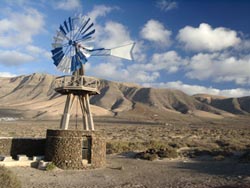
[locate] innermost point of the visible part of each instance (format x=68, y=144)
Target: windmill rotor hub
x=71, y=47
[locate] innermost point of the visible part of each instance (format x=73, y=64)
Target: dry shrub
x=8, y=179
x=245, y=158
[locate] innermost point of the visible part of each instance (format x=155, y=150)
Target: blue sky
x=194, y=46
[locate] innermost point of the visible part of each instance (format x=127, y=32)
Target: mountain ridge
x=34, y=97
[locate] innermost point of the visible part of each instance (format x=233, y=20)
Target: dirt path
x=126, y=172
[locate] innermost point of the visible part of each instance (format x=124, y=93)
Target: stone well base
x=74, y=149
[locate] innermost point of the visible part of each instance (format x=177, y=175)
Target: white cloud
x=219, y=67
x=139, y=54
x=18, y=29
x=68, y=4
x=113, y=34
x=12, y=58
x=206, y=38
x=169, y=61
x=114, y=70
x=7, y=74
x=100, y=11
x=155, y=31
x=197, y=89
x=166, y=5
x=37, y=51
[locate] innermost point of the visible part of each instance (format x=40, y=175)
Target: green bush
x=8, y=179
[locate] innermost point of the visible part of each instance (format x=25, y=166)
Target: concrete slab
x=38, y=158
x=22, y=158
x=16, y=163
x=1, y=158
x=42, y=165
x=8, y=159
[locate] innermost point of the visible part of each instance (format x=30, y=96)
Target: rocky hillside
x=233, y=105
x=33, y=96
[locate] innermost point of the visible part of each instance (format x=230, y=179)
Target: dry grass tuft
x=8, y=179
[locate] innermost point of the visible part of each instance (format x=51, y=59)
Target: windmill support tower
x=78, y=88
x=67, y=148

-*-*-

Challenge:
Recast all of the entries above as a two-column CSV with the headers entry_text and answer, one row per entry. Put each entry's text and its answer in a single quoted field with line breaks replaced by spaces, and leave the pictures out.

Task result:
entry_text,answer
"[locate] innermost point of the visible part of each instance (format x=68, y=144) Target: windmill rotor hub","x=71, y=47"
"[locate] innermost point of the visible part of each instance (format x=73, y=64) Target: dry shrub","x=8, y=179 x=245, y=158"
"[locate] innermost point of the visible part of each instance (format x=155, y=150) Target: blue sky","x=194, y=46"
"[locate] innermost point of the visible part of each instance (format x=127, y=32) Target: mountain ridge","x=34, y=97"
"[locate] innermost point of the visible part of each instance (format x=233, y=20) Target: dirt path","x=126, y=172"
"[locate] innermost point of the visible part of each instance (format x=124, y=93) Target: stone well base","x=74, y=149"
"[locate] innermost point of the visible part of each instance (format x=177, y=175) Target: white cloud","x=219, y=67 x=139, y=54 x=18, y=29 x=68, y=4 x=113, y=34 x=12, y=58 x=206, y=38 x=169, y=61 x=114, y=70 x=7, y=74 x=100, y=11 x=155, y=31 x=197, y=89 x=166, y=5 x=37, y=51"
"[locate] innermost point of the visible part of each instance (format x=40, y=175) Target: green bush","x=8, y=179"
"[locate] innermost point of the visible part of each instance (format x=25, y=166) Target: concrete slab","x=38, y=158 x=22, y=158 x=16, y=163 x=1, y=158 x=42, y=165 x=8, y=159"
"[locate] innermost point of the visible part of each instance (format x=30, y=96) Target: rocky hillside","x=233, y=105 x=33, y=96"
"[locate] innermost point of the visible part of each instance (format x=230, y=179) Target: dry grass tuft","x=8, y=179"
"[locate] innermost point of the visible part of each instance (format x=51, y=59) Target: windmill support tower","x=78, y=88 x=67, y=148"